Stored items from a collection
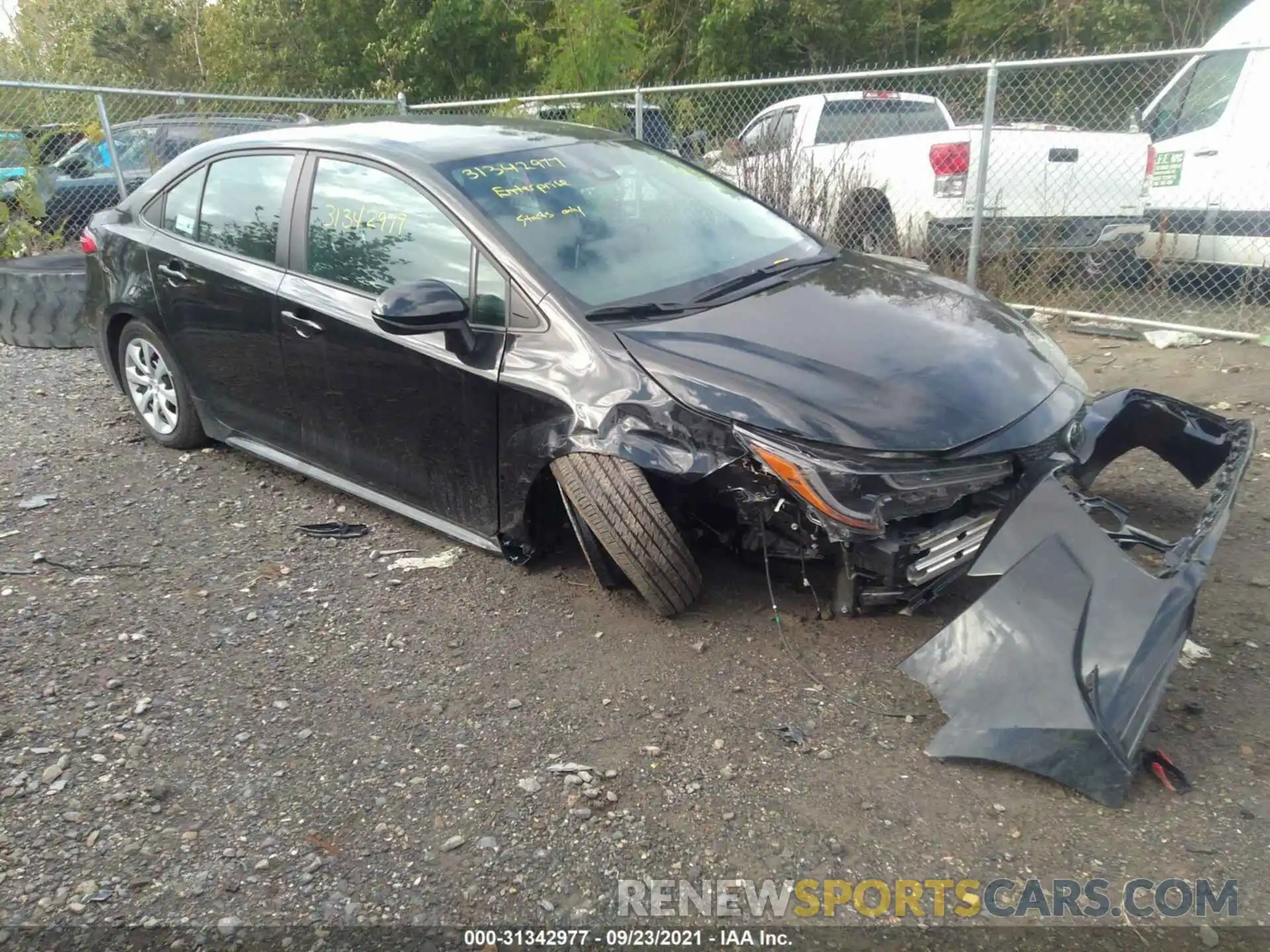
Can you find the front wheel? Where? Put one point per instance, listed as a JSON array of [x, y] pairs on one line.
[[157, 390], [614, 499]]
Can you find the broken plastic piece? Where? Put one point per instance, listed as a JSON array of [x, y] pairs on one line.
[[443, 560], [790, 734], [1060, 666], [334, 530], [1193, 653], [1165, 771], [1165, 339]]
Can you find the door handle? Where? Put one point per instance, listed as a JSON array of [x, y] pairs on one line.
[[173, 272], [300, 325]]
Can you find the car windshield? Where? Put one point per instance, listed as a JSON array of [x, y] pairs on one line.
[[132, 146], [616, 221]]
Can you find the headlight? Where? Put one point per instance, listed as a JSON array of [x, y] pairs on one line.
[[864, 493]]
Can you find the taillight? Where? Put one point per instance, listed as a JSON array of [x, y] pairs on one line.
[[951, 158]]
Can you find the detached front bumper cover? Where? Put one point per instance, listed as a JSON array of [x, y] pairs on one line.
[[1060, 668]]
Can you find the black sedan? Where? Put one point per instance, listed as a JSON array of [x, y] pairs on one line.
[[503, 328]]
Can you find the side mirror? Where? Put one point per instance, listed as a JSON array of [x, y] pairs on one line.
[[425, 307]]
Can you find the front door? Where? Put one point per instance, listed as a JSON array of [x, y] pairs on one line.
[[405, 415], [215, 270]]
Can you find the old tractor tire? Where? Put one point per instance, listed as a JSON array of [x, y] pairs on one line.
[[613, 496], [42, 301]]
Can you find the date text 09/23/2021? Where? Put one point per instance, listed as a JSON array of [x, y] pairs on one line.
[[620, 938]]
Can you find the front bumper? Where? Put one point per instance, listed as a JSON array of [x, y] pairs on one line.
[[1076, 235], [1060, 666]]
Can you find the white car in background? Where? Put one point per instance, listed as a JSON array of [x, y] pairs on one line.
[[892, 173], [1209, 184]]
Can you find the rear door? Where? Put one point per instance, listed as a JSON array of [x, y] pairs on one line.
[[216, 274], [1189, 127]]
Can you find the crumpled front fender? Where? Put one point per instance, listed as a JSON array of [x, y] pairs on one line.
[[1060, 666]]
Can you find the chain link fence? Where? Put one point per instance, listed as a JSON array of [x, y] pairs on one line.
[[70, 151], [1132, 186]]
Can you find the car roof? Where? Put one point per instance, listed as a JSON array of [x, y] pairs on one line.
[[205, 118], [880, 95], [429, 140]]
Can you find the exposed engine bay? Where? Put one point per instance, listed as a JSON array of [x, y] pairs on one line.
[[1060, 666]]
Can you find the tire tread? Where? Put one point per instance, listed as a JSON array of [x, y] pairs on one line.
[[618, 503]]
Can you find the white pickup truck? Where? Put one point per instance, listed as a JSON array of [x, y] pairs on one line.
[[892, 173]]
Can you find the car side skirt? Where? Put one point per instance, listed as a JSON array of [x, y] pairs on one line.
[[370, 495]]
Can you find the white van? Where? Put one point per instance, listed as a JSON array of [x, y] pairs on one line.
[[1209, 173]]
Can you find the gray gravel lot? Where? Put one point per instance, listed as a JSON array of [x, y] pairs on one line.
[[207, 716]]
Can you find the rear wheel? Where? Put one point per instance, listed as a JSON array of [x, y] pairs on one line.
[[157, 390], [615, 502], [867, 223]]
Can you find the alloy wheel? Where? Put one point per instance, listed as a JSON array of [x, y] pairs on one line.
[[151, 387]]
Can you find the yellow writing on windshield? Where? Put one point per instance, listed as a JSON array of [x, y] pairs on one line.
[[526, 220], [511, 190], [480, 172]]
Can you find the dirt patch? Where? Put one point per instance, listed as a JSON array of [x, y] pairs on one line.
[[282, 730]]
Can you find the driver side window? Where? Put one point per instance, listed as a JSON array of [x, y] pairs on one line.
[[1201, 98], [370, 230]]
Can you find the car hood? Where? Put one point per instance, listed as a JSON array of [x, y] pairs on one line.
[[860, 353]]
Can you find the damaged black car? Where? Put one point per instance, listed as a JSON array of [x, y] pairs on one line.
[[512, 329]]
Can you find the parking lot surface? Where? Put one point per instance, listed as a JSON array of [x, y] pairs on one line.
[[211, 717]]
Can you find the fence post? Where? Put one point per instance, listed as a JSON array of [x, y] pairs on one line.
[[110, 146], [981, 178]]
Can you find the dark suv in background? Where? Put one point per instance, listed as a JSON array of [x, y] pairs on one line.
[[81, 182]]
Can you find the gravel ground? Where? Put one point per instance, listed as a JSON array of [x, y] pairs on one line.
[[208, 717]]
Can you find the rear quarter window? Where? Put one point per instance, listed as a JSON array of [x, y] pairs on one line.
[[853, 120]]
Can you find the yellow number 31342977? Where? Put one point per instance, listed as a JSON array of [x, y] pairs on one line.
[[338, 219]]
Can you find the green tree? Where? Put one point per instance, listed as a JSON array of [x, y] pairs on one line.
[[447, 48]]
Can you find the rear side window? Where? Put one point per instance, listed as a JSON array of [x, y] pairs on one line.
[[370, 230], [243, 205], [854, 120], [181, 206]]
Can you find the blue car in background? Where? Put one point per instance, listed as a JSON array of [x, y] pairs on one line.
[[42, 143], [83, 182]]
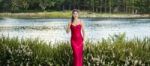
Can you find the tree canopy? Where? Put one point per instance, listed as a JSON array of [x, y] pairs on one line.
[[102, 6]]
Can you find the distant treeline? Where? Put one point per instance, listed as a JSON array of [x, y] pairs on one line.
[[101, 6]]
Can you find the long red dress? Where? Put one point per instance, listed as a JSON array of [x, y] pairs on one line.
[[77, 45]]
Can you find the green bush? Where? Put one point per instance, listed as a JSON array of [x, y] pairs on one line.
[[113, 51]]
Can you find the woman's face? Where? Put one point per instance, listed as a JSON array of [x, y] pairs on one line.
[[75, 14]]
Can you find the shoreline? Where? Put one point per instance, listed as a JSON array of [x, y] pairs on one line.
[[67, 14]]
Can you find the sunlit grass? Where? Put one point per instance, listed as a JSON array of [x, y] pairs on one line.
[[67, 14], [113, 51]]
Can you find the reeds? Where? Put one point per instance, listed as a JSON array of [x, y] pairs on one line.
[[113, 51]]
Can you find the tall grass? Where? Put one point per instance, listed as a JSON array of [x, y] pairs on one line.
[[113, 51]]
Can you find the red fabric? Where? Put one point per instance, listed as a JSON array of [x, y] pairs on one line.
[[77, 45]]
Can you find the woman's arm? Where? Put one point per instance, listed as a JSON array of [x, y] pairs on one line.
[[68, 27], [83, 32]]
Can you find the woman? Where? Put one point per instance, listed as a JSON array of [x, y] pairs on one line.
[[77, 38]]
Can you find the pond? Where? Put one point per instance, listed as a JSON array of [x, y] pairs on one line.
[[52, 30]]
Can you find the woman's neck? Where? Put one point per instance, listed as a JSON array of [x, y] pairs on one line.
[[76, 19]]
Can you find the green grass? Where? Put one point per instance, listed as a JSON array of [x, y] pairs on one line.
[[67, 14], [113, 51]]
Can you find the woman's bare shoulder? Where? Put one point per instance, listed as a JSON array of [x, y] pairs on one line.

▸ The exercise
All lines from the one with "Can you find the red" through the final line above are to be quoted exactly; quote no other line.

▸ Answer
Can you find the red fabric? Where? Put one point per instance, listed as a JSON array of [x, y] pairs on one line.
[[77, 45]]
Can you find the woman's arm? Where? Put one point per instance, listed as a JSON array of [x, y] pairs on one line.
[[68, 27], [83, 32]]
Can you find the woman? Where? Put one point per instance, listed as a JSON array of [x, y] pairs on one line.
[[77, 38]]
Can you find the pond? Where? Put one point per instance, listed as a JSON array of [x, y] pairs on one line.
[[52, 30]]
Can you find the woman's neck? Where? Put one point per instance, listed as a JSON array of [x, y] pairs on one line.
[[76, 19]]
Can you find the green grass? Where? Put one point per instance, listed as a JSON array of [x, y] pairs on one line.
[[67, 14], [113, 51]]
Can you find the woman's bare shoulder? Where? Put one point per instance, listed as a JSON array of [x, y] pairs on one line.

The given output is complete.